--- Text for analysis ---

In 2009, before the implementation of RTE, overall 848 minority certifications were issued but in the subsequent years, the numbers rose significantly, 1122 in 2010, 1656 in 2011 and 1966 in 2012. By today around 11384 minority certifications have been provided to institutes throughout the country. Simply put, 11384 educational institutions are free to function as they wish and are being funded as well.

11-Judge Bench of the Supreme Court of India in the, T.M.A. Pai, 1 Foundation v. State of Karnataka,1 stated:

Article 30 is a special right conferred on the religious and linguistic minorities because of their numerical handicap and to instill in them a sense of security and confidence, even though the minorities cannot be per se regarded as weaker sections or underprivileged segments of the society.

The very simple question that arises here is about the rights of the students who fail to get admissions in these institutions even after securing better scores against the students of the minority. How can that be justified as a sense of security, confidence and equality when one is being treated unfair over the other based on his caste, class, religion or language?

--- Dataset section ---

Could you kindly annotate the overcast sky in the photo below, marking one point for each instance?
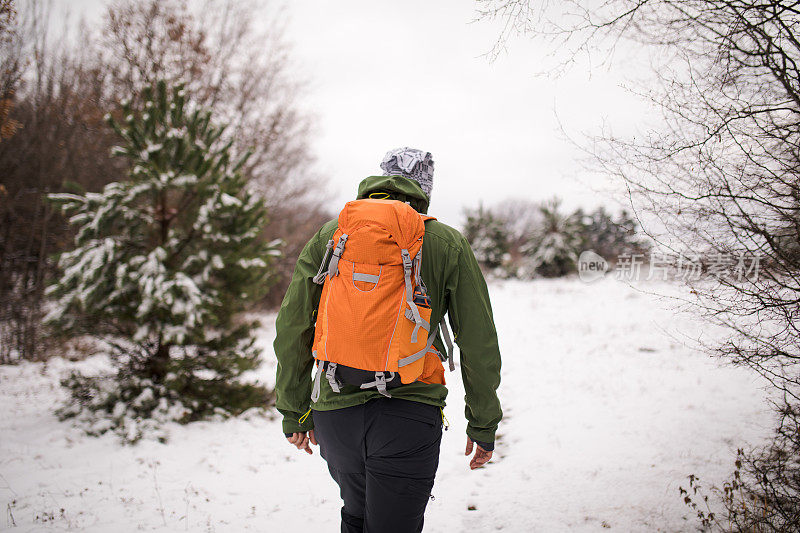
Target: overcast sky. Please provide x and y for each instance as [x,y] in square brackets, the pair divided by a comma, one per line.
[386,74]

---

— Work to be completed —
Please reproduce the passage on minority educational institutions word for word, starting at "11-Judge Bench of" and ending at "of the society.". The listing plays no part in what is asked here.

— Answer to the exercise —
11-Judge Bench of the Supreme Court of India in the, T.M.A. Pai, 1 Foundation v. State of Karnataka,1 stated:

Article 30 is a special right conferred on the religious and linguistic minorities because of their numerical handicap and to instill in them a sense of security and confidence, even though the minorities cannot be per se regarded as weaker sections or underprivileged segments of the society.